» 設問:
A. ファゴット奏者の経歴文を読み、次の問いに答えなさい。
(i) 下妻第一高等学校で始めた楽器は何か。
(ii) 首席奏者を務めていた楽団はどこか。
(iii) 池袋オペラハウスでの主宰公演は毎月いつ開かれているか。
B. ファゴット奏者の経歴文の最後の文に続けて、本文を書き進めなさい。

» 出典文書:
茨城県笠間市出身。笠間小学校にてコルネットを始め、笠間中学校でトランペット、下妻第一高等学校でファゴットを始める。国立音楽大学卒業。ウィーン音楽院私立大学修士課程を最優秀の成績で修了。バーゼル音楽大学研究科修了。 ザルツブルク音楽祭、アッターガウ音楽祭、草津音楽祭などに出演。元・ニューヨーク・シェンユン交響楽団首席奏者。茨城芸術文化振興財団登録アーティスト。ファゴットを馬込勇、ミヒャエル・ヴェルバ、セルジオ・アッツォリーニの各氏に師事。 「おしゃふぁご 〜蛯澤亮のおしゃべりファゴット」を各地で開催、クラシック音楽バー銀座アンクにて毎月第四金曜に定期演奏、池袋オペラハウスにて主宰公演「ハルモニームジーク 」を毎月第二水曜日に開催するなど演奏だけに留まらず、様々なコンサートを企画、構成している。

» 提供資料:

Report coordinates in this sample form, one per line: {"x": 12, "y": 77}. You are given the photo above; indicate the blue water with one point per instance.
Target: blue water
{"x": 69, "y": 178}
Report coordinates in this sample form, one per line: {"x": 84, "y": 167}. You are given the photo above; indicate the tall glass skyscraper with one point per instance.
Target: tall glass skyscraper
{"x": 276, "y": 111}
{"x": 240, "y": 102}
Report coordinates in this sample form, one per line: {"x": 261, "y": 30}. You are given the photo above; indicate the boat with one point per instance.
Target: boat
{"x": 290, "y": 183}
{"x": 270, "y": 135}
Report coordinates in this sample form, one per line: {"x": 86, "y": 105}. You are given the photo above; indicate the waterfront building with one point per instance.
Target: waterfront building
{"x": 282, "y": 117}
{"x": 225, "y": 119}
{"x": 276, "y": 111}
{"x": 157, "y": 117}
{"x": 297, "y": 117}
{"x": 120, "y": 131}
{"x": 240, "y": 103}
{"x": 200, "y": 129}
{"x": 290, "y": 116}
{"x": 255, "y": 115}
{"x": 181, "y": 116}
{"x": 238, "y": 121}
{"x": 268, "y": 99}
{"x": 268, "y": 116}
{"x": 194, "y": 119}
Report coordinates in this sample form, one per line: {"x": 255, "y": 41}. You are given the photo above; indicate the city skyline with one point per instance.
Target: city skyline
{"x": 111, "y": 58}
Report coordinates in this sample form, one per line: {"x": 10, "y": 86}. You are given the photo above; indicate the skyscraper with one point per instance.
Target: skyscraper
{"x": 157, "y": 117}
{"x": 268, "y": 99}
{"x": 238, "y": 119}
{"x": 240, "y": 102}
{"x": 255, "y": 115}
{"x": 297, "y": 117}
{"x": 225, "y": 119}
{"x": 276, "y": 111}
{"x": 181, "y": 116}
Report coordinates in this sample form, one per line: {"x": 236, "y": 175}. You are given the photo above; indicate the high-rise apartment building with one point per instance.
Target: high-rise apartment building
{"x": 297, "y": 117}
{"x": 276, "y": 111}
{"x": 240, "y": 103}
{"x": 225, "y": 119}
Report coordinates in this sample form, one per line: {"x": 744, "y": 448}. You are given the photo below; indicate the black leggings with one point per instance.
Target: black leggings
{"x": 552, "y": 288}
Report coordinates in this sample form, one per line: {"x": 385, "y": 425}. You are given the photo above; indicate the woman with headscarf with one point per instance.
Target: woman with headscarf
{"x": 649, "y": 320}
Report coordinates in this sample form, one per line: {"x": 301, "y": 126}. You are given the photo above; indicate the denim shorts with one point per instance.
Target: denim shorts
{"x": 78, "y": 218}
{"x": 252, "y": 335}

» 解答:
A.
(i) ファゴット
(ii) ニューヨーク・シェンユン交響楽団
(iii) 毎月第二水曜日

B.
 

 

 

 

ウィーンで学んだ音作り

ウィーンで学び始めてまず感じたのが、音作りが違うということ。
日本は音が太い。ウィーンは音が細い。

これを聞いて逆のイメージを持つ人もいるだろう。ウィーンフィルの音は輝きがあり、筋肉質で力強いと感じる人も少なくないと思う。特に2010年頃までのウィーンフィルの音のイメージは、今よりも力強い。しかし、彼らがどんな音を出しているかというと、実はかなりコンパクトなのだ。

ウィーンの人たちと一緒に演奏することになって感じたのは、自分の音と質が違うこと。太く、輪郭がはっきりしない自分の音に対して、ウィーンの人たちは音が大きい感じはせず、まとまってこぢんまりしていた。これはウィーンフィルの人たちもそうなのだ。師匠ヴェルバも近くで生音を聞くと、大してすごいとも思わない(笑)。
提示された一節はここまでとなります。